• _BRANO PROPOSTO_:
Secondo i giudici, l’avvocato Pittelli, in quella conversazione mostra un ruolo mutato rispetto a quello di semplice difensore: “E’ del tutto percepibile ed evidente che in quale momento, l’avvocato Pittelli diviene non solo e non tanto un professionista cui affidare le strategie difensive, ma un consigliere, un soggetto introdotto ampiamente in ambienti irraggiungibili dalla cosca che assume un preciso ruolo di aiuto che rivendica a sé con grande abilità. E’ questa la modalità tipica di concorrente esterno di Giancarlo Pittelli, che non intende affatto, in un momento di fibrillazione della cosca, rivestire un ruolo gregario e marginale, ma che intende far pesare, non solo le sue competenze di affermato difensore, ma anche quelle di uomo capace di accedere nelle istituzioni per ivi attingere elementi conoscitivi utili alla cosca”.
In questo caso, indipendentemente dalle informazioni passate da Pittelli, scrivono i giudici “ha poca importanza accertare se quanto fosse stata preventivamente disceverata la notizia che il Mantella avesse comunque accusato i familiari”.
Secondo il collegio Pittelli “ha di gran lunga travalicato il suo compito professionale difensivo, si è posto rispetto alla cosca così come oggi processualmente viene delineato dalla pubblica accusa, come uomo di riferimento cui ricorrere per singoli affari e/o nei momenti di fibrillazione, come quello fin qui esposto”.
“Peraltro e per completezza, deve rilevarsi che, Pittelli, rivendica l’esistenza di un rapporto professionale con Luigi Mancuso. Ma il rapporto professionale è per definizione un contratto con un singolo cliente, non con un sodalizio.
Nel caso in esame, l’intervento, sebbene diretto anche a realizzare un interesse del Mancuso, è palesemente percepito come un aiuto a tutto il clan mafioso e così si palesa, atteso che i sodali temono gli effetti delle dichiarazioni di Mantella non solo a livello individuale ma anche per gli effetti dirompenti sul sodalizio”, scrivono i giudici del Riesame secondo i quali Pittelli sarebbe stato percepito dalla cosca come “uno che nel momento della fibrillazione si adopera per loro”.

• _OBIETTIVO 1_: Riscrivi la parte del brano che si apre con le parole contenenti "In questo caso, indipendentemente" e si chiude con "con un sodalizio.", sostituendo "cosca" con "organizzazione".

• _ELENCO DEI DATI_:
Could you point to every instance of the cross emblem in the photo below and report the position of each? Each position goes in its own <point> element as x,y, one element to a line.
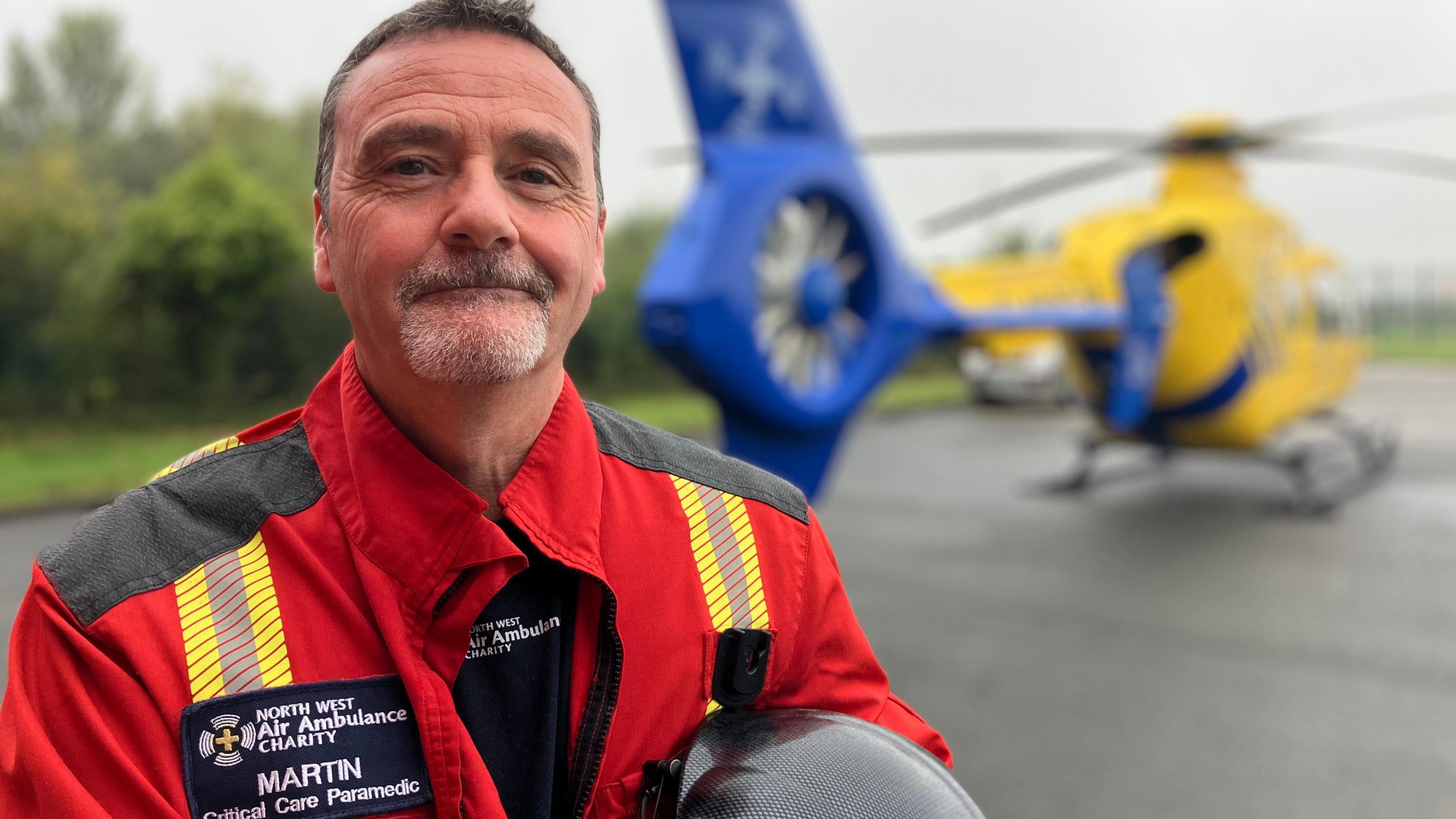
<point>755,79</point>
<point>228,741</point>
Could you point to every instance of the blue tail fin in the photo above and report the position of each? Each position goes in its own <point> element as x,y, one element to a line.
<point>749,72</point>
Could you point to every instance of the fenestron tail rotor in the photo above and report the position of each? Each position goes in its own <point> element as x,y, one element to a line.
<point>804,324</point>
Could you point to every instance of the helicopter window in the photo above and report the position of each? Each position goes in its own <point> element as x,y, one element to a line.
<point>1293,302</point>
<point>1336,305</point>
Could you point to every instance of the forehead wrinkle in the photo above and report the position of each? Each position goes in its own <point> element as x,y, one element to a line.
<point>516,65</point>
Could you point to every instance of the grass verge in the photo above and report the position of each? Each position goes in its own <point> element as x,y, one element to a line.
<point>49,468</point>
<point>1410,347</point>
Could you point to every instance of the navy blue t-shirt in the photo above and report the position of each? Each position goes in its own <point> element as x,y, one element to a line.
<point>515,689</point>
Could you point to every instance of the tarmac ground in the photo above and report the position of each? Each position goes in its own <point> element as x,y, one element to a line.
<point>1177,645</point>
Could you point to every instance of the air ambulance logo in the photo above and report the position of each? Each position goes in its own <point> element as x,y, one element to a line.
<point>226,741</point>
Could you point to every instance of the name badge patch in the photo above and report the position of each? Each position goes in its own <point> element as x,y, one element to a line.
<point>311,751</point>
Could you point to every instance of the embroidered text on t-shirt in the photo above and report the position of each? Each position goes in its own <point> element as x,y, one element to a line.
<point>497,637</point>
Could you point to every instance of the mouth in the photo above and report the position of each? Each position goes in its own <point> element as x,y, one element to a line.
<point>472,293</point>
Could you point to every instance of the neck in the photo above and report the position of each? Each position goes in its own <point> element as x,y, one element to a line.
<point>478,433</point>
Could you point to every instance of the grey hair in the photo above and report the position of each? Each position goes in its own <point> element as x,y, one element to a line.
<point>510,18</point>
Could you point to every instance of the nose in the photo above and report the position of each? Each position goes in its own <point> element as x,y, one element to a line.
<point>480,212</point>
* * *
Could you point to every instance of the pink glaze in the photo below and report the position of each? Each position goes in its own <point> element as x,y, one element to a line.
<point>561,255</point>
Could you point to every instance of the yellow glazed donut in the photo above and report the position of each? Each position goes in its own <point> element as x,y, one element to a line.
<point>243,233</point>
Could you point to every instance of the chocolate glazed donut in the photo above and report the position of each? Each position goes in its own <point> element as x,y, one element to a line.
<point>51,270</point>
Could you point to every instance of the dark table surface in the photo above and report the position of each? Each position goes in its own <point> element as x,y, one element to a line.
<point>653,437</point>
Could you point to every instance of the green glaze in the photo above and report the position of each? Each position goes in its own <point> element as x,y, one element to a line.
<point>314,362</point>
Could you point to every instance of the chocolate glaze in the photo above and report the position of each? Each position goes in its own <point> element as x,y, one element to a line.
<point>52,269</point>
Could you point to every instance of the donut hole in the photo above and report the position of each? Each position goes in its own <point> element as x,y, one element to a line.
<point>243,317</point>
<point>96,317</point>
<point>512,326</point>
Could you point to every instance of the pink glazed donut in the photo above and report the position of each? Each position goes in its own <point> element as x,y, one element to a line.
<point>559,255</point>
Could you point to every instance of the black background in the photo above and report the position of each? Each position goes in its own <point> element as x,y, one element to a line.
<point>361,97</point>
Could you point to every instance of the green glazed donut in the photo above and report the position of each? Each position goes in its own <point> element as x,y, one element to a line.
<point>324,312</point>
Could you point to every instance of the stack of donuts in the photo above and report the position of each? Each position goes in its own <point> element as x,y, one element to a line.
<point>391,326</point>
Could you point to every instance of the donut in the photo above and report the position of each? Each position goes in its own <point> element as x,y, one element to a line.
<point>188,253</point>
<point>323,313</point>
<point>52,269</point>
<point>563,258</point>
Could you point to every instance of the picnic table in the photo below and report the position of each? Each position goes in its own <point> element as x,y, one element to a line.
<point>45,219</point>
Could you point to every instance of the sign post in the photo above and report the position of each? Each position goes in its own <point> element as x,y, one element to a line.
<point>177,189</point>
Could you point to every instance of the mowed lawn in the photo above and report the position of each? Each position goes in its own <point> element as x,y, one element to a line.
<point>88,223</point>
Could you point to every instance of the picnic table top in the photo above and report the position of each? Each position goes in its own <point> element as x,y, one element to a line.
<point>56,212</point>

• _OBIETTIVO 2_: Converti in una lista JSON di stringhe la parte dei record che si apre con la riga contenente "Could you point to every instance of the picnic table top" e si chiude con quella contenente "<point>56,212</point>", estremi inclusi. Ogni riga diventa una stringa e le righe vuote si tralasciano.

• _RISPOSTA 1_:
In questo caso, indipendentemente dalle informazioni passate da Pittelli, scrivono i giudici “ha poca importanza accertare se quanto fosse stata preventivamente disceverata la notizia che il Mantella avesse comunque accusato i familiari”.
Secondo il collegio Pittelli “ha di gran lunga travalicato il suo compito professionale difensivo, si è posto rispetto alla organizzazione così come oggi processualmente viene delineato dalla pubblica accusa, come uomo di riferimento cui ricorrere per singoli affari e/o nei momenti di fibrillazione, come quello fin qui esposto”.
“Peraltro e per completezza, deve rilevarsi che, Pittelli, rivendica l’esistenza di un rapporto professionale con Luigi Mancuso. Ma il rapporto professionale è per definizione un contratto con un singolo cliente, non con un sodalizio.

• _RISPOSTA 2_:
[
  "Could you point to every instance of the picnic table top in the photo above and report the position of each? Each position goes in its own <point> element as x,y, one element to a line.",
  "<point>56,212</point>"
]